━━━ QUOTED PASSAGE ━━━

Green Mountain Semiconductor Receives NASA Grant for AI Semiconductor Design
Source: Green Mountain Semiconductor
Green Mountain Semiconductor has been awarded a contract by NASA to develop a semiconductor circuit design for use in AI systems in space environments.
Green Mountain Semiconductor is a Burlington, VT-based semiconductor design business involved in AI-related circuit design since 2014 and has been focusing on the development of ultra-low power in-memory processing circuits for AI. This represents the second contract the company has received from NASA.
Green Mountain Semiconductor specializes in custom analog, digital, and mixed-signal designs with a focus on memory technology such as Dynamic Random Access Memory (DRAM), Static Random Access Memory (SRAM) and emerging Non-Volatile Memory technology (NVM),
Under this new Phase I NASA agreement, Green Mountain will develop “an RRAM-based radiation-tolerant neuromorphic architecture will implement an unsupervised spiking neural network model.”
Resistive Random Access Memory (RRAM) is a type of non-volatile memory storage. Neuromorphic refers to the design and development of computing systems or devices that are inspired by the structure and functioning of the human brain and nervous system. Spiking neural networks mimic the dynamics of biological neurons.
This architecture leverages RRAM’s unique properties to enhance the efficiency and robustness of AI systems in space environments. RRAM’s radiation tolerance enables the uninterrupted operation of AI systems in space missions, addressing a critical challenge where traditional approaches fall short. The spiking neural network further allows self-training and an asynchronous behavior by reacting only when there is a proper stimulus, both optimizing latency and power consumption.
This proof of concept intends to demonstrate the benefits and efficiency gains of the proposed design, directly applicable for Phase II research and beyond, facilitating the work towards larger designs.
Potential applications include NASA space missions with critical sensor processing where autonomous decision making is paramount. It also applies to systems operating in isolation and having to make decisions when facing unexpected situations.

━━━ GIVEN RECORDS ━━━

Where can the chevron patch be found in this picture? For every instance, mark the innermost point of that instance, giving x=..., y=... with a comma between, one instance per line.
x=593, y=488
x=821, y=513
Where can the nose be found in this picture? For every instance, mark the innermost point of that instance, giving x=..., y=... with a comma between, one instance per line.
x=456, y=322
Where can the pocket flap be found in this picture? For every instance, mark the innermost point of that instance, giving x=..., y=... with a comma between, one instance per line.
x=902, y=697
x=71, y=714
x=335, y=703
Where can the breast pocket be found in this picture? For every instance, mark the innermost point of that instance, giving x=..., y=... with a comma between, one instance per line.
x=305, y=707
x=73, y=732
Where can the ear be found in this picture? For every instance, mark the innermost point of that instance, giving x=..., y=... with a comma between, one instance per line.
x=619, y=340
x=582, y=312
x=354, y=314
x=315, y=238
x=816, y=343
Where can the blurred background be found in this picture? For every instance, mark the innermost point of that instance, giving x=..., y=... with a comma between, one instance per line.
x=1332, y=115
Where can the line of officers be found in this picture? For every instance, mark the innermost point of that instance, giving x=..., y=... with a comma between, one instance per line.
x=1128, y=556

━━━

TASK INSTRUCTIONS —
- 1) In the NASA grant announcement, why does the spiking neural network help with latency and power consumption? Answer in one to three sentences.
- 2) Rewrite the NASA grant announcement starting with "Green Mountain Semiconductor is" and going on through "received from NASA.", swapping "in-memory processing circuits" for "near-memory processing circuits".

ACTIVITY ANSWERS —
- 1) The spiking neural network behaves asynchronously, reacting only when there is a proper stimulus. This optimizes both latency and power consumption.

- 2)
Green Mountain Semiconductor is a Burlington, VT-based semiconductor design business involved in AI-related circuit design since 2014 and has been focusing on the development of ultra-low power near-memory processing circuits for AI. This represents the second contract the company has received from NASA.